(Problem 1):
List every Griots Garage product named in the detailing thread.
(Problem 2):
Reproduce a passage of the detailing thread word for word. Begin with the words "Any stone chips" and stop after the words "with my skills.".

(Selected extract):
# 1st full detail - Speed Yellow 2005 Porsche 996 C4S (pic intensive)



## Ess_Three (Dec 19, 2007)

Despite promising myself I didn't need another time consuming, potentially expensive hobby…and declaring I'd never get hooked on 'detailing'…it appears I have.

So, here's my first attempt...please be gentle!

The plan was simple...I had 2 days to get the prep work done, before stuupnorth arrived and set to with his PC.
I had all the 'gear' I thought I'd need…as much advice as I could take in (thanks Rich and Clark at Polished Bliss) so off I went…

Day 1:

Wheels off and cleaned…the car is 3 ½ years old and the wheels have never been off before (by me, at least) and have no form of protective coating on them.
They've been looked after - of sorts - by cleaning with various wheel cleaners over the years…and tar spots removed regularly.

They weren't too bad to start with:










Although the insides were far from clean!










So, out with the Megs Super De-greaser (4:1) and a stiff brush…










Then Autobrite's Glue and Tar and a stiff brush…










A quick clean with Bilberry Safe Wheel Cleaner (7:1) and then onto claying inside and out with Griots Garage clay and their Speed Shine lube.
Better…









Any stone chips like the one pictured:










…had the raised surfaces carefully filed/sanded down and the 'hole' filler with Porsche Arctic Silver touch-up paint.
Once the paint had hardened, it was polished flush using Griots Garage Fine Hand Polish to give as good a repair as I can achieve with my skills.

4 coats of Poorboys Wheel Sealant later…and they look like this










Whilst the wheels were off, the brake calipers were cleaned with Megs De-greaser (4:1) and a stiff brush, then again using Bilberry Safe Wheel Cleaner (7:1).

Arches were de-greased with De-greaser (4:1), tar removed using Glue and Tar and a stiff brush…then dressed with ArmourAll (I know, I know…it's all I had - it turns out I hadn't bought everything I'd need whilst at Polished Bliss)

Anyway…the brakes/arches now look like this:



















That was enough for day 1. That was 6 hours worth…

Day 2:

Luggage compartment. Not too bad…a little messy…










Hoovered out, and plastics dressed with Poorboys Natural Look Dressing.










Interior not too bad either..again, just a little messy…










Hoovered out, leather (door cards, seats, rear trims, dash) all cleaned with Autoglym Leather cleaner and then fed with their Leather Care Crème.
Plastics dressed with Poorboys Natural Look Dressing.










The windows were then cleaned inside - not easy cleaning the inside of the rear window of a 911 if you are 6'3"!

(Dataset):
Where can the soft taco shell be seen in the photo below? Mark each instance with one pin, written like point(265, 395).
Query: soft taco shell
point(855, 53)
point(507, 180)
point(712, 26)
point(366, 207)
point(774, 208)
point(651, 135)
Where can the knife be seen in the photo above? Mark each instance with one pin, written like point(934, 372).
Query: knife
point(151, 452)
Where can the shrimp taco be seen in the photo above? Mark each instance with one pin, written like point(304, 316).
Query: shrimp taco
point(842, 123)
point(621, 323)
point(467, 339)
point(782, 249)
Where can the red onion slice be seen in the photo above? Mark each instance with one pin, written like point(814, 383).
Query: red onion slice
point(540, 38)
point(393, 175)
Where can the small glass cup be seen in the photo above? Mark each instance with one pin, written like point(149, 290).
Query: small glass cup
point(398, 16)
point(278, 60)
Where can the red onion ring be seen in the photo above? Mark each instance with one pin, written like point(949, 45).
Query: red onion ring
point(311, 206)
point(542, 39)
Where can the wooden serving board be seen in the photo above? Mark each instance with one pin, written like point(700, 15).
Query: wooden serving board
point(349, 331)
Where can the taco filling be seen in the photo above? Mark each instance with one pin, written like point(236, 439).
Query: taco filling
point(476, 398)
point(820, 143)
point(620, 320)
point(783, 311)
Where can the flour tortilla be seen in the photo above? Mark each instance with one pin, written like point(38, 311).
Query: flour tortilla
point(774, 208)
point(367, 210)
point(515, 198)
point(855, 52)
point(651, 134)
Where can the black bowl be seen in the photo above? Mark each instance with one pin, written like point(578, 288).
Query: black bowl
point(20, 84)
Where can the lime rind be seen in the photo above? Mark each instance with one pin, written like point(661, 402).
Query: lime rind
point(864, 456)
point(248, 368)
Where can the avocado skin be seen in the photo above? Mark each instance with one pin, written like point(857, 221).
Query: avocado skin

(Exercise solution 1):
- Griots Garage clay
- Speed Shine lube
- Fine Hand Polish

(Exercise solution 2):
Any stone chips like the one pictured:










…had the raised surfaces carefully filed/sanded down and the 'hole' filler with Porsche Arctic Silver touch-up paint.
Once the paint had hardened, it was polished flush using Griots Garage Fine Hand Polish to give as good a repair as I can achieve with my skills.